(EXCERPTED TEXT)

Aramco-sponsored team wins at Shell Eco-Marathon
The vehicle’s driver, Surawud Martinez, had to drive 10 laps around a 0.6-mile course.
Determined to be the first team from the University of Colorado in Denver to participate in the Shell Eco-Marathon Americas competition – which encourages students to design the most fuel-efficient vehicles in the world – a team of nine sponsored by Saudi Aramco took first place in their category on April 7.
One of the team’s members, Aydh Alajmi, 22, who attends the university on a Saudi Aramco sponsorship, contacted ASC and received financial support from Saudi Aramco to build the award-winning vehicle.
“When Aramco approved sponsoring my team, it showed the support it will always provide for creativity, technology and new ideas,” Alajmi said.

(End EXCERPTED TEXT)

## YOUR TASKS
- a) Reproduce the Shell Eco-Marathon article from "Determined to be" to "the award-winning vehicle.".
- b) In the Shell Eco-Marathon article, how many laps did the vehicle's driver have to complete?

(SOURCE INFORMATION)

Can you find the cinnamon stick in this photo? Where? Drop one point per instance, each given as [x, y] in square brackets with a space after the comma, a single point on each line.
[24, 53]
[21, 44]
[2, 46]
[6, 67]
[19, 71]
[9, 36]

(End SOURCE INFORMATION)

## ANSWERS BY ITEM
- a)
Determined to be the first team from the University of Colorado in Denver to participate in the Shell Eco-Marathon Americas competition – which encourages students to design the most fuel-efficient vehicles in the world – a team of nine sponsored by Saudi Aramco took first place in their category on April 7.
One of the team’s members, Aydh Alajmi, 22, who attends the university on a Saudi Aramco sponsorship, contacted ASC and received financial support from Saudi Aramco to build the award-winning vehicle.

- b) 10 laps around a 0.6-mile course.